Source passage.
#####
I made a few attempts at using the same mechanism to implement tickets to grant an even better fairness to many threads, but didn't find a way to guarantee uniqueness of ticket numbers without performing multiple atomic operations.
It would seem that sort of an atomic "test-and-add" operation would be beneficial here to avoid taking the lock then rolling it back in case of conflict. It would be a mix of a test-and-set and an addition replacing the XADD so that the addition is only performed if certain bits are not set (typically S and W bits). While no such instruction exists for now, a few different options should probably be considered :
- HLE (Hardware Lock Elision), which is a new mechanism introduced with Intel's TSX extensions. The idea is to define a code section where locks are ignored and the operation is attempted directly into the L1 cache. If it succeeds, we've saved some bus locks. If it fails, it is attempted again with the real locks. It seems that it could be used for the read+XADD at least when taking an R lock, and avoid having to grab the bus lock at this point. Some experimentation is required. What's nice is that code written like this is backwards compatible with older processors.
- RTM (Restricted Transactional Memory) is a more complex mechanism allowing to know if a sequence of operations has a chance to succeed lockless or requires locking. In case of failure the operation will be attempted again. It matches very closely the R->S and R->M opportunistic upgrades that we have in the example above. This could also be used to insert or delete a node in the tree after a lockless lookup.
Annex A: detailed locking rules
The rights and expectations these locks impose to their users are the following :- unlocked (U) :
- nobody may perform visible modifications to the protected area at all
- anybody can read the protected area at their own risk
- anybody may immediately turn the lock to any other state
- read-locked (R) :
- requester must wait for writers to leave before being granted the lock
- owner may read any location from the protected structure without any requirement for ordering
- others may read any location from the protected structure without any requirement for ordering
- others may also be granted an R lock
- one other user may also be granted an S lock
- one other may take a W lock but will first have to wait for all readers to leave before proceeding with writes
- seek-locked (S) :
- requester must wait for writers and seekers to leave before being granted the lock
- owner may read any location from the protected structure without any requirement for ordering
- others may read any location from the protected structure without any requirement for ordering
- others may also be granted an R lock
- owner may upgrade the lock to a W lock at any instant without prior notification
- owner must wait for readers to leave after the lock is upgraded before performing any write
- owner may release the lock without performing an upgrade
- owner may also downgrade the S lock to an R lock
- write-locked (W) :
- requester must wait for writers and seekers to leave before being granted the lock (this is guaranteed when upgrading from S)
#####
Given instruction A.
Do these statements agree with the passage on locks? For each one, answer yes or no and quote the exact words of the passage that decide it.
(i) Code written to use HLE still works on older processors.
(ii) The owner of a read-locked (R) lock must read locations of the protected structure in a fixed order.
(iii) An atomic "test-and-add" instruction is already available.

Supplied material.
#####
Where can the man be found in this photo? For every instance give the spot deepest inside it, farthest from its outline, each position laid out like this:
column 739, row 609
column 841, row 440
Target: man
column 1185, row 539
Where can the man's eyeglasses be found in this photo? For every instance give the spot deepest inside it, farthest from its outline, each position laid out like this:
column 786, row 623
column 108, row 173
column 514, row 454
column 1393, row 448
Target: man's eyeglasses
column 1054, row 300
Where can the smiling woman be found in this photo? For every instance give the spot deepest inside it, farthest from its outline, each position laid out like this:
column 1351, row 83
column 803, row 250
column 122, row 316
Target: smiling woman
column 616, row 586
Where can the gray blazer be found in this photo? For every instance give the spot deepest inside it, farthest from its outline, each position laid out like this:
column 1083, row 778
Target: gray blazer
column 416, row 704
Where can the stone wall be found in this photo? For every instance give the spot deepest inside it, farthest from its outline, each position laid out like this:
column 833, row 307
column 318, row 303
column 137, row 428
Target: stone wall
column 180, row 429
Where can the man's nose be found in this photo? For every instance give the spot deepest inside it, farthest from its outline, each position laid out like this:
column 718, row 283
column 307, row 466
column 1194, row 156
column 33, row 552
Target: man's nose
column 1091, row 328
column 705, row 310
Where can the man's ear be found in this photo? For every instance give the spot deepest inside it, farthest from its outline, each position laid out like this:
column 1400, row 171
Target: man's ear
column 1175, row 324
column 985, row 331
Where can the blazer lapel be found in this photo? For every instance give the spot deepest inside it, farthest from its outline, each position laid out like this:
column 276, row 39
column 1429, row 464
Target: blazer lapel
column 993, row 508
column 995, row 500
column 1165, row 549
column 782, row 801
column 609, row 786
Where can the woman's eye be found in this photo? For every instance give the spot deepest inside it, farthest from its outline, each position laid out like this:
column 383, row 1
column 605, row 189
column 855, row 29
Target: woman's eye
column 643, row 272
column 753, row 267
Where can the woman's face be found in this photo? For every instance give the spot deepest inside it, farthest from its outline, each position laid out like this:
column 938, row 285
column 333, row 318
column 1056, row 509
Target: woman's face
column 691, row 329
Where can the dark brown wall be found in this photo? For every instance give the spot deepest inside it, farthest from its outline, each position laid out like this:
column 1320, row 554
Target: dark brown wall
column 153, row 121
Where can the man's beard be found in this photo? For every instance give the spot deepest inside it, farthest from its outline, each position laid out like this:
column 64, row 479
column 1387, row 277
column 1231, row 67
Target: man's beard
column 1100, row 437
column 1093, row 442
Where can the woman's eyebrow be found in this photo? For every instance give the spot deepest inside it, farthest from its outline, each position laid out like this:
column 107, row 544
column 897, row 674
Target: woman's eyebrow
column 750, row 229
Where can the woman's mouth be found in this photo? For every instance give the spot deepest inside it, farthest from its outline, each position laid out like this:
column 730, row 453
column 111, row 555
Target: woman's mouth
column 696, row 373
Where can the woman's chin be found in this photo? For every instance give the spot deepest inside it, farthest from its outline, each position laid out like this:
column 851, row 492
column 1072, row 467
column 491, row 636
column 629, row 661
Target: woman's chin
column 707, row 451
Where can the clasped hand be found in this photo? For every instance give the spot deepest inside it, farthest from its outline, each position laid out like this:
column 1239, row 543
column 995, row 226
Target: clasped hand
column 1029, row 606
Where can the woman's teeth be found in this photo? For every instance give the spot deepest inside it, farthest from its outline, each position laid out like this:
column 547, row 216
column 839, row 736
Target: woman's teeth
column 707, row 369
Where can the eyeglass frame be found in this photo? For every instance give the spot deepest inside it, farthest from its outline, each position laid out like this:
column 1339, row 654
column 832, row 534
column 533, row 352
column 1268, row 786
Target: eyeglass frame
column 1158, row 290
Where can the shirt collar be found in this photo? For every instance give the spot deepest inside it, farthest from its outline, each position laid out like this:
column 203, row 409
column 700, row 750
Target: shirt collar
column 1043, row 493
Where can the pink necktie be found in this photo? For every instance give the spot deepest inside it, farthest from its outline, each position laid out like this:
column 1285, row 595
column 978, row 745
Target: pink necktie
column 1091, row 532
#####
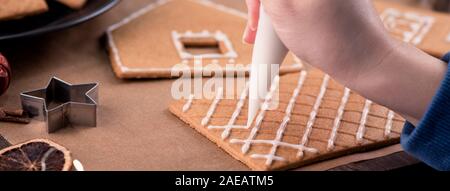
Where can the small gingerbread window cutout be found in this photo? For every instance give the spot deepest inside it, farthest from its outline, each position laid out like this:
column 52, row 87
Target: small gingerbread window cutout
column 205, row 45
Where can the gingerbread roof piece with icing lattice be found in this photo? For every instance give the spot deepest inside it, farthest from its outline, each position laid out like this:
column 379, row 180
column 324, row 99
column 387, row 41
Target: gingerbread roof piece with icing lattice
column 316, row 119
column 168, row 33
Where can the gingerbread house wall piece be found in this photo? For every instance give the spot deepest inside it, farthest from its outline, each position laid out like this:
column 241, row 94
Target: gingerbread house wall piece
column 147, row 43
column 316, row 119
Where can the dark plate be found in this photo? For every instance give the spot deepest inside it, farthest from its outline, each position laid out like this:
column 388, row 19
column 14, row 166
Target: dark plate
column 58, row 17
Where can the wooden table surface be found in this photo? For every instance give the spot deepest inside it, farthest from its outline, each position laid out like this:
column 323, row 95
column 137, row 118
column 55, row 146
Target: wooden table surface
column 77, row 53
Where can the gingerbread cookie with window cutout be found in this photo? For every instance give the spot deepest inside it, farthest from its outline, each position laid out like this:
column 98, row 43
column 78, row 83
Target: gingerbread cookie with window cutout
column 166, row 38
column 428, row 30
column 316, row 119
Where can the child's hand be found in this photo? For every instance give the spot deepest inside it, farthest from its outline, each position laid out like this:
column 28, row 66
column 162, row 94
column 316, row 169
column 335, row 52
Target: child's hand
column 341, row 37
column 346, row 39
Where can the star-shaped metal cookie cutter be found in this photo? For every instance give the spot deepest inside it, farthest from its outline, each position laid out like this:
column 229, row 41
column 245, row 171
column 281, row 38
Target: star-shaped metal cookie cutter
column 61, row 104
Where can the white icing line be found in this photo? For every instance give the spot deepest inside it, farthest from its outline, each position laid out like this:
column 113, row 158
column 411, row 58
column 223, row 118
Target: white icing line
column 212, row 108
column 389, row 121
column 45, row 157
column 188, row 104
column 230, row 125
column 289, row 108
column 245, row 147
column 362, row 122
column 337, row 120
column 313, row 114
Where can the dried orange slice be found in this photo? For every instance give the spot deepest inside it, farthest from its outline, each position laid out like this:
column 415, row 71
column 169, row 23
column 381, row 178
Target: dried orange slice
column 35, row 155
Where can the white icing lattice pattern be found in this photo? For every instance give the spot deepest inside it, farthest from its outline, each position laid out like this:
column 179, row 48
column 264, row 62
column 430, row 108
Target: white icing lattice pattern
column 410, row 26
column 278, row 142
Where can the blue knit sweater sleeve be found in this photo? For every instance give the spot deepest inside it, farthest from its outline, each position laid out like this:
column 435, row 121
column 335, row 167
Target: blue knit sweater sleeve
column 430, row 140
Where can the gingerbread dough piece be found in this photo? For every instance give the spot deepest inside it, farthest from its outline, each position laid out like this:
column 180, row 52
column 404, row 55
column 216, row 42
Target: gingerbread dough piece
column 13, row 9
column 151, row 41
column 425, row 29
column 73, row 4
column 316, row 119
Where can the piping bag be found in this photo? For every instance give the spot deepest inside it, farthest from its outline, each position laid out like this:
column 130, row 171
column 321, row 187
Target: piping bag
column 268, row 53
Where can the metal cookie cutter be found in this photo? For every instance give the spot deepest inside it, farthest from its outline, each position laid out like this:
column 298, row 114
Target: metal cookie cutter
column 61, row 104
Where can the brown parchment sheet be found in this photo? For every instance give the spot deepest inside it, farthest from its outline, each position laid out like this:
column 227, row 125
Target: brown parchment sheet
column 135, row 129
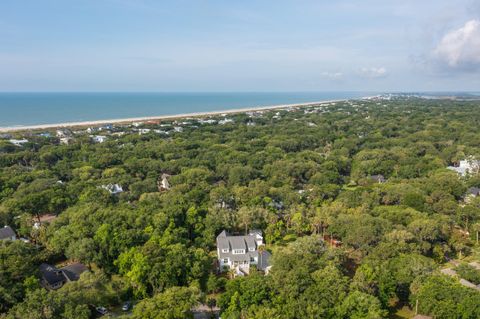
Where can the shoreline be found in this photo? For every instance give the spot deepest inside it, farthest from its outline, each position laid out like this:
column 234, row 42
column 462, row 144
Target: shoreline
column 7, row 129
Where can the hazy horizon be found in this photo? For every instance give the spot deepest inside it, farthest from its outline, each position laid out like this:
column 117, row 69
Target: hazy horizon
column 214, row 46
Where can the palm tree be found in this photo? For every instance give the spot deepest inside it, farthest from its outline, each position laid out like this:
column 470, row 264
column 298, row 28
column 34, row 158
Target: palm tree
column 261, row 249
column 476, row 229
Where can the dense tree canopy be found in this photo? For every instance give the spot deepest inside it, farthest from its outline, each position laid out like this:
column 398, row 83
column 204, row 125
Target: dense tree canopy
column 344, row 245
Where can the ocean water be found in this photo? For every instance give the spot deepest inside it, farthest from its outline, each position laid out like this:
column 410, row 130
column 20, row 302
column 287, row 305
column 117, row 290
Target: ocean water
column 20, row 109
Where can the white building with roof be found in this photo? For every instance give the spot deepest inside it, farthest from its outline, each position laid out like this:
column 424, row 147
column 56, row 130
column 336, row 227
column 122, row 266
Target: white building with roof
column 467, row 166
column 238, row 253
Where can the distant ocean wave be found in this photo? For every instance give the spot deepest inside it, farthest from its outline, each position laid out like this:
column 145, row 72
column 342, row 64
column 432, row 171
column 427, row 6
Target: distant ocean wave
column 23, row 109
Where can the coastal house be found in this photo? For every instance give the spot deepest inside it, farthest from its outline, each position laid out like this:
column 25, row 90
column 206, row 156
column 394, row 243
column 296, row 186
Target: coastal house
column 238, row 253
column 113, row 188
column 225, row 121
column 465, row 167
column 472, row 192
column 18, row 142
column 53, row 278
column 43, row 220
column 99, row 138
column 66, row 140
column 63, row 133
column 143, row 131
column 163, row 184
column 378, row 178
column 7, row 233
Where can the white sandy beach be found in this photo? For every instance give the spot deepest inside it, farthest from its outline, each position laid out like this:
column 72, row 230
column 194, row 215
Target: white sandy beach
#####
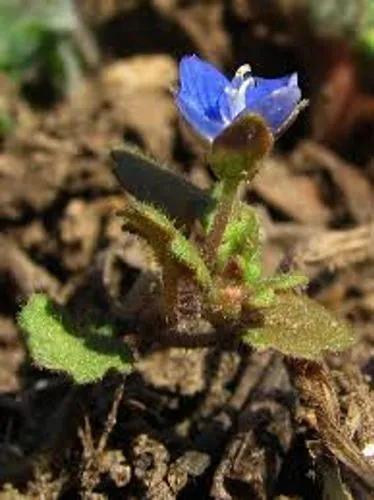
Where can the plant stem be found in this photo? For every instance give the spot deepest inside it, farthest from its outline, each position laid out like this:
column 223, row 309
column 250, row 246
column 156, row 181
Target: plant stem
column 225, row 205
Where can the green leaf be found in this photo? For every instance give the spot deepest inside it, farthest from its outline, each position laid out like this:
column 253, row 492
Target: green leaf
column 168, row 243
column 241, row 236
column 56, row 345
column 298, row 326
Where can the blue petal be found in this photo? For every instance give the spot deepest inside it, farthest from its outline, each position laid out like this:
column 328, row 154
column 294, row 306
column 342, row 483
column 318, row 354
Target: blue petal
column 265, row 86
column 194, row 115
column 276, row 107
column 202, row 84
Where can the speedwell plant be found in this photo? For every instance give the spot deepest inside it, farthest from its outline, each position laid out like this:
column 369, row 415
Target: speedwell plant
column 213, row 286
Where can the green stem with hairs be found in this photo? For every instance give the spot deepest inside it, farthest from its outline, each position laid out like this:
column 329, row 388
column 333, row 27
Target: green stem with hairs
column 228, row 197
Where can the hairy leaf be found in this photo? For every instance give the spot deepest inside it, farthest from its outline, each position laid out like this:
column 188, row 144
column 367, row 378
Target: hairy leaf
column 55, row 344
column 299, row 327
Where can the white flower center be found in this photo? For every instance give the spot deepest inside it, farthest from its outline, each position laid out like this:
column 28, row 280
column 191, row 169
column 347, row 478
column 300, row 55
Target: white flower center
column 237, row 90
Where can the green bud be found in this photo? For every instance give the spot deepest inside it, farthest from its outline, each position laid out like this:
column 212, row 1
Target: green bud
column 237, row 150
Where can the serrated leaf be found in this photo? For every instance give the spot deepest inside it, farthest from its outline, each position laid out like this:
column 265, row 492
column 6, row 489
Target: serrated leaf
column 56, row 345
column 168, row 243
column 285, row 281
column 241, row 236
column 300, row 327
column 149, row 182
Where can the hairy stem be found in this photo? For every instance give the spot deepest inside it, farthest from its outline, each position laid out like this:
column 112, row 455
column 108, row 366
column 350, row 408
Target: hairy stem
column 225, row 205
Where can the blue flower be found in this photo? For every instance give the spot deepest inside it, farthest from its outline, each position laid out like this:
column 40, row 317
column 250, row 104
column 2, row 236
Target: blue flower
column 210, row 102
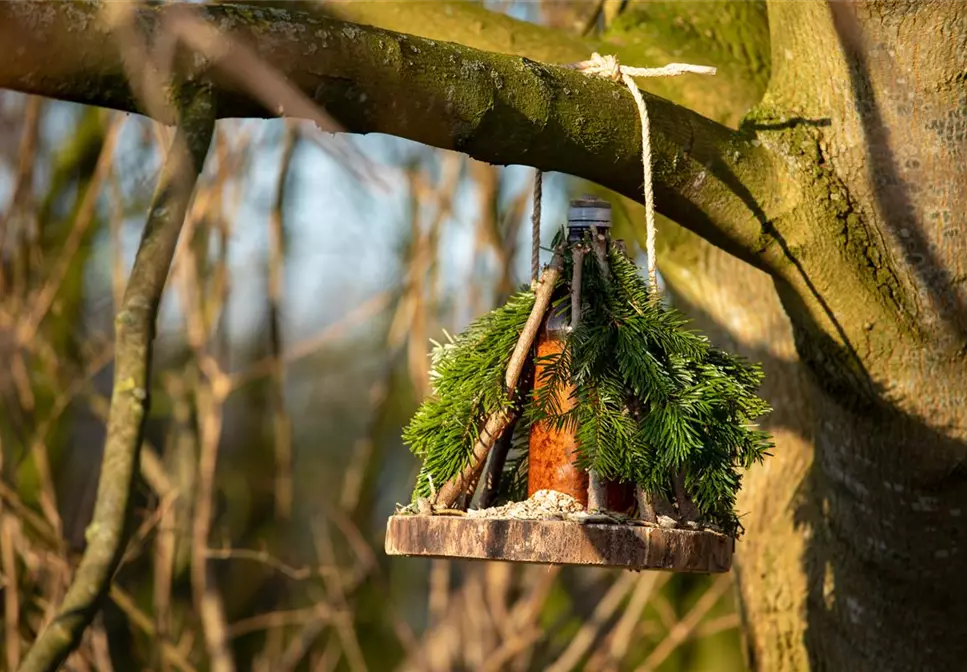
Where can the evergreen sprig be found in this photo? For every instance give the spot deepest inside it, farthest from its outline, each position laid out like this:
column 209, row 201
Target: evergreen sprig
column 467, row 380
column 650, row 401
#####
Given instruction B.
Can you write out the lines of the entries exactly, starting with the line that contains "Where can the distant" and going on through the line that contains "column 23, row 109", with both of those lines included?

Result A.
(i) Yes: "What's nice is that code written like this is backwards compatible with older processors."
(ii) No: "owner may read any location from the protected structure without any requirement for ordering"
(iii) No: "While no such instruction exists for now"

Result B.
Where can the distant ocean wave be found in this photo? For every instance give the spot deepest inside it, farthest from its outline, each position laid out like this:
column 145, row 72
column 342, row 64
column 432, row 171
column 427, row 6
Target: distant ocean wave
column 23, row 109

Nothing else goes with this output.